◆ **Data for processing**

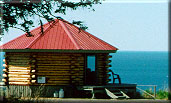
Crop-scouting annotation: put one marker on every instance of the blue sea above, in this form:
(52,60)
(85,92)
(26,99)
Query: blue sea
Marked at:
(138,67)
(142,68)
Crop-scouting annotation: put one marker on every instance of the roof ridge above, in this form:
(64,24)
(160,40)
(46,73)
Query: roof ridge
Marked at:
(69,34)
(38,37)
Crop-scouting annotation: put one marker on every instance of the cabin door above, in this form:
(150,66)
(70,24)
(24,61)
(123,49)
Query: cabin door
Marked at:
(90,70)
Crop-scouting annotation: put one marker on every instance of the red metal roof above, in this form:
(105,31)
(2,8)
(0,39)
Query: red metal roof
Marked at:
(60,35)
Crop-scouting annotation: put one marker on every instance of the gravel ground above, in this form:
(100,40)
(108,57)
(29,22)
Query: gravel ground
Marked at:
(55,100)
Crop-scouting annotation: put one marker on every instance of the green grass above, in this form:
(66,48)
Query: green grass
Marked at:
(161,94)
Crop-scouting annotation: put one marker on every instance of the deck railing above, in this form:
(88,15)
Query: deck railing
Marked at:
(154,88)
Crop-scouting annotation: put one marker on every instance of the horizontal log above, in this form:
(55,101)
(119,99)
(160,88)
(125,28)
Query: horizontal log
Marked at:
(10,78)
(53,77)
(19,76)
(50,74)
(18,70)
(50,84)
(59,66)
(19,63)
(67,82)
(18,80)
(22,83)
(65,64)
(58,54)
(59,79)
(24,66)
(56,74)
(19,73)
(18,67)
(58,69)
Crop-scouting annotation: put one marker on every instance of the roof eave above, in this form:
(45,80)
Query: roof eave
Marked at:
(57,50)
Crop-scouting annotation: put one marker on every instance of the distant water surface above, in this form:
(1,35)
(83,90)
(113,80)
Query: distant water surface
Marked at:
(142,68)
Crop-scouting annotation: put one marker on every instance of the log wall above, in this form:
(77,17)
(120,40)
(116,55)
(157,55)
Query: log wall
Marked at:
(58,68)
(102,65)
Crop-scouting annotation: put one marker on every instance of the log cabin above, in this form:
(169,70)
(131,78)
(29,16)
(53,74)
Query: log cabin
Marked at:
(62,56)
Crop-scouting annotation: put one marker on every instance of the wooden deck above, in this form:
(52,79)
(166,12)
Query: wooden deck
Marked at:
(112,86)
(128,89)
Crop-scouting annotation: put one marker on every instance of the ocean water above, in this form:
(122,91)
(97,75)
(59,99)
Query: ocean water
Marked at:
(142,68)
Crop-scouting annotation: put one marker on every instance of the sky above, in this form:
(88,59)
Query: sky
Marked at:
(129,25)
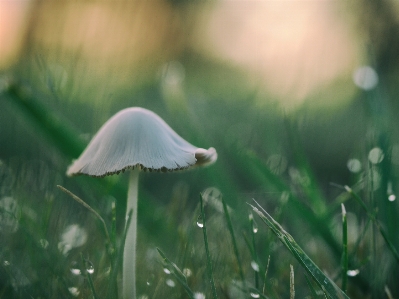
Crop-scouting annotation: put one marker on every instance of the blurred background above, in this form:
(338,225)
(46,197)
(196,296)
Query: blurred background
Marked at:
(299,98)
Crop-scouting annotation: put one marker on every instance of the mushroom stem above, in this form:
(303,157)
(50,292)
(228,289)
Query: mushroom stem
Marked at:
(129,251)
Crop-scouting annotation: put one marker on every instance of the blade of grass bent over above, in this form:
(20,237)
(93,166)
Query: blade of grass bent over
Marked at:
(88,277)
(331,289)
(83,203)
(178,274)
(208,256)
(344,249)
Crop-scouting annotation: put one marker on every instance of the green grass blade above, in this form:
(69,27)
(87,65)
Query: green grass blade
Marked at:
(321,279)
(344,249)
(177,273)
(376,222)
(292,284)
(233,240)
(83,203)
(112,287)
(254,256)
(208,256)
(88,277)
(310,285)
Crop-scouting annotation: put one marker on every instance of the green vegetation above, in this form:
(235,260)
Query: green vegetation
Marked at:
(310,192)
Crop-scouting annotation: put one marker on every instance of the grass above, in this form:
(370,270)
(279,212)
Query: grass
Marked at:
(287,243)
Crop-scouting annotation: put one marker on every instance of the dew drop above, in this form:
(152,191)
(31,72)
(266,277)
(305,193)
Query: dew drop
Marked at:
(365,77)
(254,227)
(352,273)
(354,165)
(255,266)
(74,291)
(43,243)
(187,272)
(90,269)
(376,155)
(200,222)
(199,296)
(166,270)
(76,271)
(170,283)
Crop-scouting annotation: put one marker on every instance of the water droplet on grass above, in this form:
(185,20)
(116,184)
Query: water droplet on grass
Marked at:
(166,270)
(43,243)
(376,155)
(76,271)
(187,272)
(199,296)
(354,165)
(200,222)
(170,283)
(254,227)
(74,291)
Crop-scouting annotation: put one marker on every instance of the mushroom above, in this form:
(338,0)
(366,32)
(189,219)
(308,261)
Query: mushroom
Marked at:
(137,139)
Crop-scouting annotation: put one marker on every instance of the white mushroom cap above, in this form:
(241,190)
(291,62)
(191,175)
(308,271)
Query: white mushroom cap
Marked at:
(137,137)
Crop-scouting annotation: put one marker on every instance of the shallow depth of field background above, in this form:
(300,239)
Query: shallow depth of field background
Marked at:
(299,98)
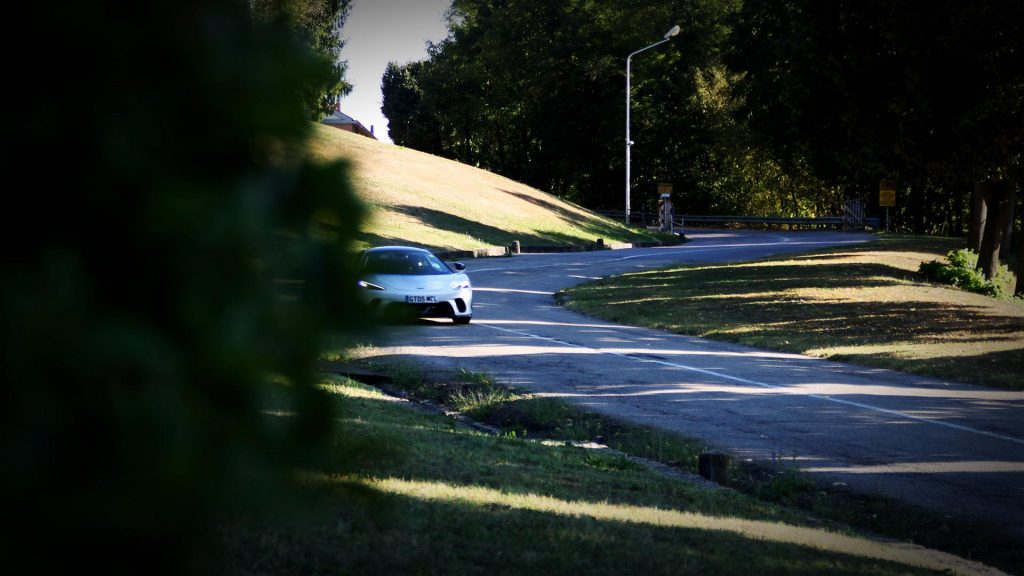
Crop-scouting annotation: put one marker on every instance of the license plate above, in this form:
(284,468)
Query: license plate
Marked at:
(421,299)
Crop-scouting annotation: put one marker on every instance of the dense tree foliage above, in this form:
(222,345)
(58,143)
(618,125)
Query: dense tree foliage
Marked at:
(317,24)
(781,107)
(174,269)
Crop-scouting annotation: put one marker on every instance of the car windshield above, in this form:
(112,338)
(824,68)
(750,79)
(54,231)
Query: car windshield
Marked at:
(404,262)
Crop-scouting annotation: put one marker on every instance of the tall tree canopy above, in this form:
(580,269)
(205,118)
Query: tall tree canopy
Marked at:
(317,24)
(757,107)
(175,268)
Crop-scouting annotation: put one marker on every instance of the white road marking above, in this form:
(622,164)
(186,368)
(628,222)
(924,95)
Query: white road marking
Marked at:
(765,385)
(668,253)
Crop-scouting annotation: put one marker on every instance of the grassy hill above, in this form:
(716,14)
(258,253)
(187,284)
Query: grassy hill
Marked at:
(416,198)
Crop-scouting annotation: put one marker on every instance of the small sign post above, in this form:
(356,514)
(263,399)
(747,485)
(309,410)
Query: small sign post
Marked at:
(887,197)
(665,205)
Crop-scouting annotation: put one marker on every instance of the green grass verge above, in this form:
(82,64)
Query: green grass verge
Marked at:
(446,499)
(865,304)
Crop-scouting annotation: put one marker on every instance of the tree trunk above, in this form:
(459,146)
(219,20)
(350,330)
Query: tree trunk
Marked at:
(1019,289)
(979,215)
(1008,229)
(996,199)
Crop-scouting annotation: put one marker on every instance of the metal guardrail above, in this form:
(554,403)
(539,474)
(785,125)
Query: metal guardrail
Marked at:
(645,218)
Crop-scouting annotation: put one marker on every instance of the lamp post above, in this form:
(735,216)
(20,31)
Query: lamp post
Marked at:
(629,142)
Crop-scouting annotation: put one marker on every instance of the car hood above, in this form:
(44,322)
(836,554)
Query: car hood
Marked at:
(398,282)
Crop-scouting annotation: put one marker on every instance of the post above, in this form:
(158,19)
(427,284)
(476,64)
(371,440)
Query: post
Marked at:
(672,32)
(629,142)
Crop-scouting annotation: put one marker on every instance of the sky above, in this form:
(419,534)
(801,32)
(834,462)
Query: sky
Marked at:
(378,32)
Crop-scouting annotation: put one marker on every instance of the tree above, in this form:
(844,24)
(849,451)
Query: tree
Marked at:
(318,25)
(147,336)
(927,94)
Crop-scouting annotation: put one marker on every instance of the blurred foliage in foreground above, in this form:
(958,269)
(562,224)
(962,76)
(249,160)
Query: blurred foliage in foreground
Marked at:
(168,275)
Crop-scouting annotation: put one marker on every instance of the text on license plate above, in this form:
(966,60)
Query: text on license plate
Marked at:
(421,299)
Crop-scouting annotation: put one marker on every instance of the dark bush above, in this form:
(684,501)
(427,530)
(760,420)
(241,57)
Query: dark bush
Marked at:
(961,272)
(175,263)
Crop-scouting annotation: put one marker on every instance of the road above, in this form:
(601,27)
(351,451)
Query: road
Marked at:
(953,448)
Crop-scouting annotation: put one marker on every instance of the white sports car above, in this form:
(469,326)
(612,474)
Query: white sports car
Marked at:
(400,279)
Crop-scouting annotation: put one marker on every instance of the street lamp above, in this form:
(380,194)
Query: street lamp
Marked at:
(629,142)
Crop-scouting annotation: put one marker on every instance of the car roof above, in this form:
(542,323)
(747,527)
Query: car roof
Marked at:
(396,249)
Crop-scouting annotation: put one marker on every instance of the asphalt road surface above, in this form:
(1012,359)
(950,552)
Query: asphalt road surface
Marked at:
(953,448)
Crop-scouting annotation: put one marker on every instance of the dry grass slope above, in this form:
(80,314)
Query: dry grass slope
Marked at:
(416,198)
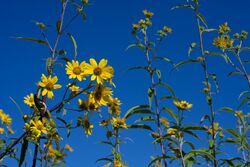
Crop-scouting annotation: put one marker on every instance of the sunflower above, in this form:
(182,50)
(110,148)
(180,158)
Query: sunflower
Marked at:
(183,105)
(75,70)
(48,84)
(29,100)
(99,72)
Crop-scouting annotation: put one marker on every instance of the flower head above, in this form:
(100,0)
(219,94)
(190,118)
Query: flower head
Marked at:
(183,105)
(48,84)
(75,70)
(29,100)
(100,72)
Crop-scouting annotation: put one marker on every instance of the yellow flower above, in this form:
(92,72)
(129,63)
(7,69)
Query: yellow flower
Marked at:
(99,72)
(29,100)
(223,29)
(36,127)
(67,147)
(1,130)
(183,105)
(74,70)
(147,13)
(87,125)
(114,106)
(48,84)
(74,88)
(172,132)
(101,95)
(88,105)
(119,122)
(223,42)
(5,118)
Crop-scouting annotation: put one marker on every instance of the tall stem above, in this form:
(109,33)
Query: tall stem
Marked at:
(204,65)
(156,103)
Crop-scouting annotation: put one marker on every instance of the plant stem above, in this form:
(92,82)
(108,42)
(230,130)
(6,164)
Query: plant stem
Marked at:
(204,65)
(156,103)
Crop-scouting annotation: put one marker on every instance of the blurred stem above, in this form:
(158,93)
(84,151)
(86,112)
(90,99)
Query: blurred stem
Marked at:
(204,65)
(156,103)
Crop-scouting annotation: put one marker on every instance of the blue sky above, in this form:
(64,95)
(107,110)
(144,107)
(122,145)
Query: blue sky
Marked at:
(106,34)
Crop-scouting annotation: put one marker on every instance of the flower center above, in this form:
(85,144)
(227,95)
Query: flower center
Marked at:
(97,71)
(49,86)
(77,70)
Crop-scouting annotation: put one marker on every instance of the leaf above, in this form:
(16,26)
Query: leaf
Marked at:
(140,126)
(191,47)
(182,6)
(33,40)
(145,118)
(184,62)
(140,109)
(74,44)
(224,56)
(202,19)
(171,112)
(23,152)
(141,46)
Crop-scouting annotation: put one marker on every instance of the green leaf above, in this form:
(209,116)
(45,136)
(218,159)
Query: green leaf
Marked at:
(140,126)
(33,40)
(224,56)
(74,44)
(23,152)
(140,109)
(171,112)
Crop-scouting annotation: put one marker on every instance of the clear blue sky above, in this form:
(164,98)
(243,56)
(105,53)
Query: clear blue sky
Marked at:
(106,34)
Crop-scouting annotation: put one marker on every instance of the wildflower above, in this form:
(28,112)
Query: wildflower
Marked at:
(67,147)
(87,125)
(36,127)
(74,88)
(172,132)
(101,95)
(29,100)
(164,121)
(1,130)
(75,70)
(99,72)
(104,122)
(147,13)
(48,84)
(114,106)
(119,122)
(223,42)
(223,29)
(238,113)
(5,118)
(88,105)
(183,105)
(167,29)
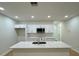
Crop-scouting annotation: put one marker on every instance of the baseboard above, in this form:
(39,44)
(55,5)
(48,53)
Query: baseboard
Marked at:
(73,52)
(6,52)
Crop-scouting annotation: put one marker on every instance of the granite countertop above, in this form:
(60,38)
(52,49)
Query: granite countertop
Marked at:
(49,44)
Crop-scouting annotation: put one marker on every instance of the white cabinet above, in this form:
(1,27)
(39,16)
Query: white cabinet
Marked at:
(20,26)
(48,28)
(32,28)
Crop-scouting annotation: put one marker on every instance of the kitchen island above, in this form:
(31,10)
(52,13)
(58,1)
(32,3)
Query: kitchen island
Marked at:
(51,48)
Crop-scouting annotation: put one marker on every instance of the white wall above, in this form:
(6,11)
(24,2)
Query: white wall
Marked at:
(7,33)
(54,25)
(70,32)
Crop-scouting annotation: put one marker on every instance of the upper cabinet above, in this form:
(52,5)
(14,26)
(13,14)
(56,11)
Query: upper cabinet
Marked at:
(33,28)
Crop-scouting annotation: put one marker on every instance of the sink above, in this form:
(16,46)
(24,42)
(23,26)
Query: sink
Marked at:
(39,43)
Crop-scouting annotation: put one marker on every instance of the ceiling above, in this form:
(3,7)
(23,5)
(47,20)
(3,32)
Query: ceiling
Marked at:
(57,10)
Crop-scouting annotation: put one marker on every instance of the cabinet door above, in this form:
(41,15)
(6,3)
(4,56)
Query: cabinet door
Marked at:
(32,28)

◆ **Task brief**
Please copy the lines above, starting at the one that holds "the green leaf" and stopping after the last line, exactly as they appear and minus the pictures.

◆ **Worked answer**
Crop-scouting annotation: put one marker on every instance of the green leaf above, in this form:
(209,116)
(45,136)
(218,159)
Query: green leaf
Marked at:
(140,126)
(33,40)
(224,56)
(74,44)
(23,152)
(140,109)
(171,112)
Crop-scouting annotation: put one marker on every instance of the clear blue sky above, in this form:
(164,98)
(243,56)
(105,53)
Query: clear blue sky
Marked at:
(106,34)
Crop-scouting annotation: put one marker on every instance of the wildflower above, in this form:
(28,112)
Query: wildflower
Marked at:
(67,147)
(87,125)
(36,127)
(74,88)
(172,132)
(101,95)
(29,100)
(164,121)
(1,130)
(75,70)
(99,72)
(104,122)
(147,13)
(48,84)
(114,106)
(119,122)
(223,42)
(223,29)
(238,113)
(5,118)
(88,105)
(183,105)
(167,29)
Crop-scouting annotation: put one marker on every instance of the baseboard above, in this form:
(39,44)
(55,5)
(48,53)
Query: baseboard
Marked at:
(73,52)
(6,52)
Crop-scouting annotation: put one marker on every instance of the granite countertop above, in this form:
(60,38)
(52,49)
Query: granite countertop
Marked at:
(49,44)
Crop-scouting annotation: put one marker on every instance of the white cabinet above, in this form:
(1,27)
(39,16)
Query: white cabinet
Marked at:
(20,26)
(48,28)
(32,28)
Crop-scouting annotation: put one marker on every instance of the kitchen island above, in this form:
(31,10)
(52,13)
(58,1)
(32,3)
Query: kitchen island
Marked at:
(51,48)
Crop-scouting annotation: put one marker on every instance of the white wall above, in this form:
(6,11)
(24,2)
Query: white wall
Marked at:
(7,33)
(54,25)
(70,32)
Crop-scouting annotation: put one marker on every instance of the upper cabinet above, in this form:
(52,5)
(14,26)
(13,14)
(56,11)
Query: upper cabinet
Marked at:
(33,28)
Crop-scouting annotation: put one marker on every instance of the sink above, in this form:
(16,46)
(24,42)
(23,26)
Query: sink
Marked at:
(39,43)
Crop-scouting annotation: put one marker on every instance of the ceiling above, in this form:
(3,7)
(23,5)
(47,20)
(3,32)
Query: ceiling
Marked at:
(57,10)
Crop-scouting annotation: put one marker on every instance of the cabinet door above, in this form:
(41,15)
(6,3)
(4,56)
Query: cabinet door
Marked at:
(32,28)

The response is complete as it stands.